[Data records]
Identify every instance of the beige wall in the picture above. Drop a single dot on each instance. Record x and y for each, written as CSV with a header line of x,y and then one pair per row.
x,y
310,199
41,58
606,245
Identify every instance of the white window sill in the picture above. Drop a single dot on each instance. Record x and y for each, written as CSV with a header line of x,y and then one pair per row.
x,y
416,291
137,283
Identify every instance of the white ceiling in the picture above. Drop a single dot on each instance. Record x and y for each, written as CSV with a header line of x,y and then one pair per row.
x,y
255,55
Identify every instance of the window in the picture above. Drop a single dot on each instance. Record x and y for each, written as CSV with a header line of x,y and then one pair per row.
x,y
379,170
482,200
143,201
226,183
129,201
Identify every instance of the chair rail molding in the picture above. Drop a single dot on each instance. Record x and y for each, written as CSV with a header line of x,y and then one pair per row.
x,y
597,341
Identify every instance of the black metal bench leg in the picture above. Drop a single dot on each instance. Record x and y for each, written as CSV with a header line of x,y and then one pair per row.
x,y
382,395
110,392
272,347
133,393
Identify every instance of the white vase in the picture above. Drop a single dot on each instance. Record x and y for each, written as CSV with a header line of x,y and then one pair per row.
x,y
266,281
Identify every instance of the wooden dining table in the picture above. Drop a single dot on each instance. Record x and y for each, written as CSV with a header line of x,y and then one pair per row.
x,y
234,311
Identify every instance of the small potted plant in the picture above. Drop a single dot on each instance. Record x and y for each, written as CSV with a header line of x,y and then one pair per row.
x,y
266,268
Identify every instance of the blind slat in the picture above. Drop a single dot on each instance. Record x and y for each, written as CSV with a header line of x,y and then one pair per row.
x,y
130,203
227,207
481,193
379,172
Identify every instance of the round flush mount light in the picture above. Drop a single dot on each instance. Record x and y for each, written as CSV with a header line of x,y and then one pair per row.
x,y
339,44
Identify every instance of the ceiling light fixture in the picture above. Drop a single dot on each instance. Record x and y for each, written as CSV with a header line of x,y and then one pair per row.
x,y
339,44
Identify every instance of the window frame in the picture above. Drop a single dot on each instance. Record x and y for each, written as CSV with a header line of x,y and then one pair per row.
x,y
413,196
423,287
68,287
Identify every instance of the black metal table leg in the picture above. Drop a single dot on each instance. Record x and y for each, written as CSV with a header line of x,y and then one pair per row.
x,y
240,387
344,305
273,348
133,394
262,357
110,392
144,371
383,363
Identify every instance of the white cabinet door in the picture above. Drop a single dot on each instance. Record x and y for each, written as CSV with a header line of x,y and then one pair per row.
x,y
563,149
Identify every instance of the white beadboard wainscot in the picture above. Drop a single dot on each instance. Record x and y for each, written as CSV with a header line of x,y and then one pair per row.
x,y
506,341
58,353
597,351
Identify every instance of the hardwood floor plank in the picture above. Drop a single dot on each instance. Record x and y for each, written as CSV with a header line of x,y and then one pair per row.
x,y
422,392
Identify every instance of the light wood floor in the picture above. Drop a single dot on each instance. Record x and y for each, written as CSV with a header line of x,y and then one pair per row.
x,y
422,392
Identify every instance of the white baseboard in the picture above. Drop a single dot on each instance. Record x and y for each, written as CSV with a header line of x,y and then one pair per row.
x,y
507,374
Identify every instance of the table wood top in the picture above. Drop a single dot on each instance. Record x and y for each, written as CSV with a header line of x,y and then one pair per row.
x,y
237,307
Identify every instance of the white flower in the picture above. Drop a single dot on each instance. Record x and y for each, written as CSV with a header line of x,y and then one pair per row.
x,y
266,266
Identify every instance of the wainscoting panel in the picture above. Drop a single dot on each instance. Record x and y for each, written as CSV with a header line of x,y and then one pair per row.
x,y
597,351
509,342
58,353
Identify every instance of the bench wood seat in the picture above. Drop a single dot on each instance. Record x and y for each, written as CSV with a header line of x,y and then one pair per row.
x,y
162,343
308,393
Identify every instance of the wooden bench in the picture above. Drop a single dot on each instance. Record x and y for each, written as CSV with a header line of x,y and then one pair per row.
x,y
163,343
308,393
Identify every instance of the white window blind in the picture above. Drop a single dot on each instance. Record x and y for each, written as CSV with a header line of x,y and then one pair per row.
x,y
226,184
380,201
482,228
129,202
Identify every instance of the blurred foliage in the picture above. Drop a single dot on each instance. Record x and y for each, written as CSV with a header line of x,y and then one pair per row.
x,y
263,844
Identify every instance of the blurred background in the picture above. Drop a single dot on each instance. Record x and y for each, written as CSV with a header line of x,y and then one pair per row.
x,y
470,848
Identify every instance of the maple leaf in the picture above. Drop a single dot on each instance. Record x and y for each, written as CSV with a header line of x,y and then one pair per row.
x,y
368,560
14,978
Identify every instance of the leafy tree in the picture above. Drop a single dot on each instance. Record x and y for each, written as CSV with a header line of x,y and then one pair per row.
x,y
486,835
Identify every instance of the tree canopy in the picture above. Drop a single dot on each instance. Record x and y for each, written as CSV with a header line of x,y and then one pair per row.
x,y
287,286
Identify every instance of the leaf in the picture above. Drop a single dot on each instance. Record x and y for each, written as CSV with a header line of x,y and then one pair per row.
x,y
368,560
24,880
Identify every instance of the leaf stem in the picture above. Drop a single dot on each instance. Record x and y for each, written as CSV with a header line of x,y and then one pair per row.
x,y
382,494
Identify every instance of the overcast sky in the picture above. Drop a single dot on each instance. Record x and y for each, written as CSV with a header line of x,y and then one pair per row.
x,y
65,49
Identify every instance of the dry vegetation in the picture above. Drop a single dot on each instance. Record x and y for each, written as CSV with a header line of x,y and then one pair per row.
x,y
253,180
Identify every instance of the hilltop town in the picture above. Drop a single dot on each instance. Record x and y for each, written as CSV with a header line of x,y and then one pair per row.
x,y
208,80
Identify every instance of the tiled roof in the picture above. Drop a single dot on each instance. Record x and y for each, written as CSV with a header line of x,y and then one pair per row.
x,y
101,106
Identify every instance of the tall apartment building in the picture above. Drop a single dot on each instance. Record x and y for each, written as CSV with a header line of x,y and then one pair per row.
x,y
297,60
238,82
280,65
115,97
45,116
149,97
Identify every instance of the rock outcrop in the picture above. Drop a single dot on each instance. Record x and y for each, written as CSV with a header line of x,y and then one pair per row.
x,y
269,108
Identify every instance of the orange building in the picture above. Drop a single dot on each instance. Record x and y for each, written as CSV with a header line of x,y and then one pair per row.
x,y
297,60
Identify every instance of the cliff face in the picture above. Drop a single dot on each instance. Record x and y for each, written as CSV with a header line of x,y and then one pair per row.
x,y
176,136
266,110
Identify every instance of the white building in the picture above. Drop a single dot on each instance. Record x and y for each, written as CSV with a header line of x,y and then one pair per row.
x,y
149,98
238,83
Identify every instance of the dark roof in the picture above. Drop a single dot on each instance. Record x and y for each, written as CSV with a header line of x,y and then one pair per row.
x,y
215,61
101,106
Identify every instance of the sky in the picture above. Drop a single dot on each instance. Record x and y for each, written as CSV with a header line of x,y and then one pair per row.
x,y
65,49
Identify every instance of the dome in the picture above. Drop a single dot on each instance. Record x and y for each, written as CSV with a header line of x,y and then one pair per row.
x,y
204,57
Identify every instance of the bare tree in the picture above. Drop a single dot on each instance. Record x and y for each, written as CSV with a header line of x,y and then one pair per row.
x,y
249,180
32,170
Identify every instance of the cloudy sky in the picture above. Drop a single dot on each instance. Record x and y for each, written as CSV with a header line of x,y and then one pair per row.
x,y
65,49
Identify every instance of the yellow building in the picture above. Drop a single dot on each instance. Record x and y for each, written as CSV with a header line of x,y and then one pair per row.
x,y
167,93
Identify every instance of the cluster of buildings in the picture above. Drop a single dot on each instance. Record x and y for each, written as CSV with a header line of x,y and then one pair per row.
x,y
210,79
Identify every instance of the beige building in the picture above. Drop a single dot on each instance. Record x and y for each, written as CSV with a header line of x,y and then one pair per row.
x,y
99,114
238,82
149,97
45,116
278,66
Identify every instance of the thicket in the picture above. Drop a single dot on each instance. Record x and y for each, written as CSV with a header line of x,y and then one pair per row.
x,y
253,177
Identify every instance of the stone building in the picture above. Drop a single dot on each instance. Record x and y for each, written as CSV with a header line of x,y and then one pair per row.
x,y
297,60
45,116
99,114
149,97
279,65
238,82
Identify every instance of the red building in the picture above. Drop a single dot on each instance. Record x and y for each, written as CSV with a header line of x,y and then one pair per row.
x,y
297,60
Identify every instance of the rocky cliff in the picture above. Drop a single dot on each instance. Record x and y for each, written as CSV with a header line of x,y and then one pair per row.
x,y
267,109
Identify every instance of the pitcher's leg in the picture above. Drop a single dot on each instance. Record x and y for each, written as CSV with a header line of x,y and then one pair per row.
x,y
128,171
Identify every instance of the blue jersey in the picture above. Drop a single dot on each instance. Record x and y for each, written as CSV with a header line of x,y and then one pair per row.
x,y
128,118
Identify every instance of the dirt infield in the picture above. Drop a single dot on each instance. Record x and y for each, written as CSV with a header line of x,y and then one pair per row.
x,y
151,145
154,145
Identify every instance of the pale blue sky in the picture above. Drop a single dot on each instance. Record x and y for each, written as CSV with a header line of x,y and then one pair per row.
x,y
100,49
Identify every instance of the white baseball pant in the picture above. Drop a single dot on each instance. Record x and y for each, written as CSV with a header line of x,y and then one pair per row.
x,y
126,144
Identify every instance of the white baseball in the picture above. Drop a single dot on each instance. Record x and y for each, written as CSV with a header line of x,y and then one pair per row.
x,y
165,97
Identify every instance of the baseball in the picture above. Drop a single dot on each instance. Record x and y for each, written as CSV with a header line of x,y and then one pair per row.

◆ Problem details
Write out the lines from the one containing "Identify every instance of the pale" through the last line of the records above. Include both of those lines and nothing else.

◆ Response for this exercise
Identify every instance of the pale blue sky in the picture above. Drop a single dot on each instance. Record x and y for each, written as CSV with a header line of x,y and then one pair per row.
x,y
100,49
Identify every instance of the white baseball pant in the picture above. Drop a single dot on each instance. Record x and y for each, written as CSV with a header line of x,y and then one pair per row.
x,y
126,144
Identify every instance of the white baseball in the picture above. Drop a single dot on each instance. Record x and y for each, written as CSV with a header line of x,y and then one pair per row.
x,y
165,97
Identify every instance of the baseball in the picture above. Drop a single dot on each instance. Record x and y for each, written as CSV with a header line of x,y and then one pair per row.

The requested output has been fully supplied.